Source:
Mamadou Diallo, un internaute guinéen, perçoit quant à lui la mort de Sékou Touré comme une délivrance. « Le 26 mars 1984, la Guinée sortait de la pire dictature qu’elle ait connue, celle de « Sékou Tyran ». Pour rappel, ce boucher a détruit l’élite guinéenne, sapé durablement la nation et désorganisé méthodiquement le pays, le résumant d’abord à son parti, puis à sa personne », écrit-il, avant de formuler un vœu : « Je souhaite sincèrement que ce pays sorte de la malédiction dans laquelle ce soit-disant père de la nation nous a plongé : la liberté dans la pauvreté et la souffrance. »

Analyse plus nuancée pour Diérétou Diallo, sur Twitter, qui pense simplement que « ce n’est pas sain d’idéaliser quelqu’un comme Sékou Touré et de l’afficher sans complexe, ni pour soi, ni pour une grande partie de Guinéens qui ont été affectés par le camp Boiro ».

• Au-delà de la Guinée

Au-delà des frontières guinéennes, certains ne cachent pas leur admiration pour l’ancien président. On les trouve notamment parmi les adversaires du Franc  CFA.

Ti’ngué Fouê, un internaute ivoirien militant d’Urgence Panafaricaniste, l’organisation dirigée par Kémi Seba, cite pour sa part une phrase de l’ancien président guinéen : «  »Nous disons non de manière catégorique à tout aménagement du régime colonial et à tout esprit paternaliste. Il n’y a pas dignité sans liberté, nous préférons la pauvreté dans la liberté à la richesse dans l’esclavage. 26 mars 1984 – 26 mars 2018 : 34 années déjà que tu nous a quitté en nous léguant la force de rester digne quoi qu’il advienne ! », écrit-il sur Facebook.

• Le bad buzz d’Elie Kamao

Le reggaeman guinéen Elie Kamano a voulu saluer à sa manière la mémoire de Sékou Touré. « J’ai eu le privilège, quand j’étais tout petit, de parler au téléphone quelquefois avec le président Ahmed Sekou Touré lorsqu’il téléphonait a mon père, qui fut durant 22 ans son pilote d’hélicoptère », a-t-il écrit sur sa page Facebook.

Sauf que l’auteur de ces lignes est officiellement né en 1984, année de la disparition du responsable suprême de la Révolution guinéenne. Ce que n’ont pas manqué de souligner, pour s’en moquer, de nombreux internautes. Sur Twitter comme sur Facebook, le hashtag #parlercommeElie connaît un vif succès, accompagnant les histoires les plus drôles et, surtout, imaginaires.

C’est le cas de cet internaute qui dit se souvenir d’un képi offert par le général de Gaulle quand il avait trois ans.

Parties de l'exercice:
**a)** Restituez à l'identique le passage de la source compris entre « Analyse plus nuancée » et « du Franc  CFA. », bornes incluses.
**b)** Résumez la source en deux phrases.

Données brutes:
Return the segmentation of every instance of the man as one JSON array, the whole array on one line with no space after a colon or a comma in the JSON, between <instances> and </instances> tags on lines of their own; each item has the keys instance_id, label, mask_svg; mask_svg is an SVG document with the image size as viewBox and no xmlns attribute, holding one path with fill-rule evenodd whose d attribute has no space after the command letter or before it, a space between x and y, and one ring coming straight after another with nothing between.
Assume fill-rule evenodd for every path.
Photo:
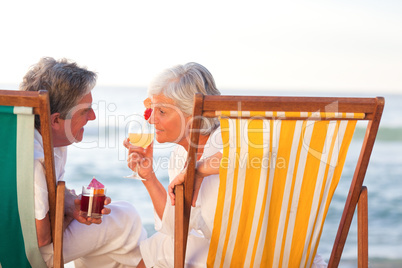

Problèmes résolus:
**a)**
Analyse plus nuancée pour Diérétou Diallo, sur Twitter, qui pense simplement que « ce n’est pas sain d’idéaliser quelqu’un comme Sékou Touré et de l’afficher sans complexe, ni pour soi, ni pour une grande partie de Guinéens qui ont été affectés par le camp Boiro ».

• Au-delà de la Guinée

Au-delà des frontières guinéennes, certains ne cachent pas leur admiration pour l’ancien président. On les trouve notamment parmi les adversaires du Franc  CFA.

**b)** Des internautes guinéens voient dans la mort de Sékou Touré une délivrance ou jugent malsain de l'idéaliser, tandis qu'au-delà de la Guinée, notamment parmi les adversaires du franc CFA, certains ne cachent pas leur admiration pour lui. Le reggaeman Elie Kamano, qui affirmait avoir parlé au téléphone avec lui quand il était tout petit, a été moqué parce qu'il est officiellement né en 1984, année de la disparition de l'ancien président, et le hashtag #parlercommeElie connaît depuis un vif succès.